▶ EXERCISE AIM:
Reproduce all records exactly.
══ GIVEN ENTRIES
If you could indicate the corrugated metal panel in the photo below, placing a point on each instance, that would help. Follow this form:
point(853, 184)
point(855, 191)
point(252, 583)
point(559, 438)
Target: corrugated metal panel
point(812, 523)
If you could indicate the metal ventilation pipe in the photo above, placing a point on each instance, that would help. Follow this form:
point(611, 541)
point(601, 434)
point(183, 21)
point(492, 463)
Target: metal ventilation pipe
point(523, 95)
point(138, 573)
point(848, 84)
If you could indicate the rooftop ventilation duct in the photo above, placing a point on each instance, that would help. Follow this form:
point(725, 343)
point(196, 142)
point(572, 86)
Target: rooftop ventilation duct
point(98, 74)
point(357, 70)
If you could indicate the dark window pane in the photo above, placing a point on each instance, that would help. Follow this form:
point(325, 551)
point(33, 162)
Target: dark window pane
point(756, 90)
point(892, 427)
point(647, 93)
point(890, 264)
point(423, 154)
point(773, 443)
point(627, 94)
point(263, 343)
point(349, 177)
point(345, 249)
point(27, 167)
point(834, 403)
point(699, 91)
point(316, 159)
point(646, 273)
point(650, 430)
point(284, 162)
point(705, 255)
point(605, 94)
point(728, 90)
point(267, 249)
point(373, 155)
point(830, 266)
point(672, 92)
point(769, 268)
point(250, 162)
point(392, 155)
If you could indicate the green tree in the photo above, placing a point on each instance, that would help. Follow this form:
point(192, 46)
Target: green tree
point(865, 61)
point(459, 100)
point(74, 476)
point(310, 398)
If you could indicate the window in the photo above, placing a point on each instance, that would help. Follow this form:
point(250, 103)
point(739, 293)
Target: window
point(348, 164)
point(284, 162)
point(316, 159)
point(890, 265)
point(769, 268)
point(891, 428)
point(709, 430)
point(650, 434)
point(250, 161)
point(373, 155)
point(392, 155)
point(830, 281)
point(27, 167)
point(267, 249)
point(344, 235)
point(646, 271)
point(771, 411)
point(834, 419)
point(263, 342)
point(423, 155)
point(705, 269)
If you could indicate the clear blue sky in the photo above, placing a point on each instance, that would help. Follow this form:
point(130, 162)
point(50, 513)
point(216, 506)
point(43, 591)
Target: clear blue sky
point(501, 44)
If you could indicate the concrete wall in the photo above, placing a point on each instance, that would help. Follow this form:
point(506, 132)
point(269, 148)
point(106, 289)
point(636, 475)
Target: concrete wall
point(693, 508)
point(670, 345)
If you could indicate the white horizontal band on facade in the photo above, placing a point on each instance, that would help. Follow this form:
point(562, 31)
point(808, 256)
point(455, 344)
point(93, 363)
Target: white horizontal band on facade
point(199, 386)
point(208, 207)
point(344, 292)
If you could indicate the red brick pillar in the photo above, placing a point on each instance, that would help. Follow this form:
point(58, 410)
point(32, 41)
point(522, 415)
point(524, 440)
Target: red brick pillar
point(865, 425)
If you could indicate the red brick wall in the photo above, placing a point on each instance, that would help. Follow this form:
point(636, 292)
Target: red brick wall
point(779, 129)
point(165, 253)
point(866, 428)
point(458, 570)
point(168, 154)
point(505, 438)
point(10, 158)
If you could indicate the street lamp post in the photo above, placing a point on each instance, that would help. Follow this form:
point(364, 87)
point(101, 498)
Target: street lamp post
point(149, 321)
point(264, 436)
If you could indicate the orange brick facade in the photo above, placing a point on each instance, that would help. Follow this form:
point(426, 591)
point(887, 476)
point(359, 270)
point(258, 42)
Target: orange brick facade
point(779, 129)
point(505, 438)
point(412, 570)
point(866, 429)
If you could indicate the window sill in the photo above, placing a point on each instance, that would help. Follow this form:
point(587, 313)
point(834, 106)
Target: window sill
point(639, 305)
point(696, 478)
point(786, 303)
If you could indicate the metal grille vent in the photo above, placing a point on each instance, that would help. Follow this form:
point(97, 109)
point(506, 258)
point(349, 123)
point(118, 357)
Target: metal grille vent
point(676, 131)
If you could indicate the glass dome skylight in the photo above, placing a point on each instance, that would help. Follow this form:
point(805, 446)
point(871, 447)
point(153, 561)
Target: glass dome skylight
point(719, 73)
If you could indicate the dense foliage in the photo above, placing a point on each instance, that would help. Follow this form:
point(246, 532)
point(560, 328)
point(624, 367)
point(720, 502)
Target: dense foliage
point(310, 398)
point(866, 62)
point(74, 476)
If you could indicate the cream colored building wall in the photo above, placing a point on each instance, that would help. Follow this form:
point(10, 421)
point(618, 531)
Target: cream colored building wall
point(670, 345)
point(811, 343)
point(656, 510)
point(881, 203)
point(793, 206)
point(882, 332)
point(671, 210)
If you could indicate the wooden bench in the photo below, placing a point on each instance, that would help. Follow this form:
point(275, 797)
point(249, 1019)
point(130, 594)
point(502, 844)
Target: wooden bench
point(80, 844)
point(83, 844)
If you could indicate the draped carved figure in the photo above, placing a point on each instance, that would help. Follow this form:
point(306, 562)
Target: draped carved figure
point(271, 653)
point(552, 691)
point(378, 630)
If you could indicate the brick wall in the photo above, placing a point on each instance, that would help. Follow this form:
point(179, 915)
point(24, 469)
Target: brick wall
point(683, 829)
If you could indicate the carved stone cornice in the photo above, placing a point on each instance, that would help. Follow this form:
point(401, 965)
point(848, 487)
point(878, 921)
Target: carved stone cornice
════
▶ COMPLETE OUTPUT:
If you could indicate the corrugated metal panel in the photo below, placing a point on each instance, that would help. Follow this form:
point(853, 184)
point(855, 191)
point(252, 583)
point(559, 438)
Target: corrugated metal panel
point(812, 523)
If you could indicate the metal ventilation pipe in the photo above, placing a point on each instance, that would help. Follow this form:
point(611, 541)
point(601, 434)
point(183, 21)
point(492, 463)
Target: metal ventilation pipe
point(523, 95)
point(138, 573)
point(848, 84)
If you could indicate the rooftop ventilation duct in the photo above, placing a point on each instance, that would help. Follow this form:
point(725, 343)
point(196, 142)
point(572, 86)
Target: rooftop ventilation duct
point(98, 74)
point(357, 70)
If you could indicate the dark window pane in the photo above, placing a point on each instance, that would help. Follow this form:
point(325, 551)
point(33, 162)
Target: dark window pane
point(756, 90)
point(892, 427)
point(647, 93)
point(890, 264)
point(423, 154)
point(773, 443)
point(627, 94)
point(263, 343)
point(349, 177)
point(345, 249)
point(27, 167)
point(834, 403)
point(699, 91)
point(316, 159)
point(646, 273)
point(650, 430)
point(284, 162)
point(705, 255)
point(605, 94)
point(728, 90)
point(267, 249)
point(373, 155)
point(830, 266)
point(672, 92)
point(769, 268)
point(250, 162)
point(392, 155)
If you could indicate the green tree in the photo above, placing a point on each instance, that would help. Follow this form:
point(192, 46)
Target: green tree
point(865, 61)
point(459, 100)
point(74, 476)
point(310, 398)
If you could indicate the window in the photo above, placing a point on each instance, that would help. Follow this form:
point(250, 103)
point(739, 293)
Target: window
point(348, 164)
point(284, 162)
point(316, 159)
point(890, 265)
point(769, 268)
point(891, 428)
point(709, 430)
point(650, 434)
point(250, 161)
point(373, 155)
point(392, 155)
point(830, 281)
point(27, 167)
point(267, 249)
point(344, 235)
point(646, 271)
point(771, 411)
point(834, 419)
point(263, 342)
point(423, 155)
point(705, 269)
If you could indicate the clear blue sky in the photo above, placing a point on each instance, that would help. Follow this form:
point(130, 162)
point(50, 513)
point(216, 506)
point(43, 591)
Target: clear blue sky
point(501, 44)
If you could indicate the concrete wall in the photo above, placing a point on each instance, that would help. Follow this form:
point(506, 132)
point(269, 148)
point(106, 289)
point(636, 475)
Target: concrete wall
point(693, 508)
point(670, 345)
If you could indicate the white horizontal band on facade in the photo above, placing a point on each instance, that would help. Follow this form:
point(562, 31)
point(808, 256)
point(455, 344)
point(93, 363)
Target: white horizontal band on facade
point(199, 386)
point(208, 207)
point(344, 292)
If you could indicate the red brick pillar in the photo above, placing a point on each instance, that would help. Follow this form:
point(58, 410)
point(32, 41)
point(522, 415)
point(524, 440)
Target: red brick pillar
point(865, 425)
If you could indicate the red brick wall in the photo above, placing a point on each instance, that would help. Follow this form:
point(636, 292)
Target: red brick wall
point(779, 129)
point(165, 253)
point(866, 428)
point(458, 570)
point(168, 154)
point(505, 438)
point(10, 158)
If you could indicate the street lamp post in the photo above, placing a point on each instance, that would help. Follow this form:
point(364, 87)
point(101, 498)
Target: street lamp post
point(149, 321)
point(264, 436)
If you could indicate the orange brick facade in the photo above, placing a point on each instance, that would help. Follow this form:
point(426, 591)
point(887, 476)
point(359, 270)
point(258, 42)
Target: orange brick facade
point(779, 129)
point(505, 438)
point(412, 570)
point(866, 429)
If you could indicate the window sill in the photo above, placing a point on each instance, that would help. Follow this form:
point(587, 313)
point(834, 106)
Target: window sill
point(639, 305)
point(696, 478)
point(786, 303)
If you could indicate the metal grille vent in the photo above, placing a point on each instance, that would help. Follow this form:
point(97, 109)
point(506, 258)
point(349, 123)
point(118, 357)
Target: metal grille vent
point(676, 131)
If you could indicate the glass dome skylight in the photo above, placing a point on each instance, that would help. Follow this form:
point(805, 446)
point(871, 447)
point(153, 561)
Target: glass dome skylight
point(719, 73)
If you could indicate the dense foliage in the photo above, placing a point on each instance, that would help. Follow this form:
point(246, 532)
point(560, 328)
point(624, 367)
point(720, 502)
Target: dense foliage
point(310, 398)
point(866, 62)
point(74, 476)
If you could indicate the cream colored building wall in the photo above, placing a point on each instance, that would help. Follow this form:
point(10, 421)
point(618, 531)
Target: cream colored building wall
point(670, 345)
point(811, 343)
point(656, 510)
point(881, 203)
point(793, 206)
point(882, 332)
point(671, 210)
If you could indicate the wooden bench in the photo below, placing a point on each instance, that would help. Follow this form:
point(275, 797)
point(249, 1019)
point(130, 594)
point(502, 844)
Target: wooden bench
point(80, 844)
point(83, 844)
If you could indicate the draped carved figure in the photo above, placing a point on each instance, that would help. Follow this form:
point(306, 562)
Target: draped carved figure
point(271, 653)
point(552, 691)
point(378, 630)
If you could indicate the brick wall in the photo above, placing a point on each instance, that would help. Follow this form:
point(179, 915)
point(24, 469)
Target: brick wall
point(683, 829)
If you could indicate the carved stone cornice in the photo above, placing a point on each instance, that would help. Follow this form:
point(401, 965)
point(848, 487)
point(878, 921)
Target: carved stone cornice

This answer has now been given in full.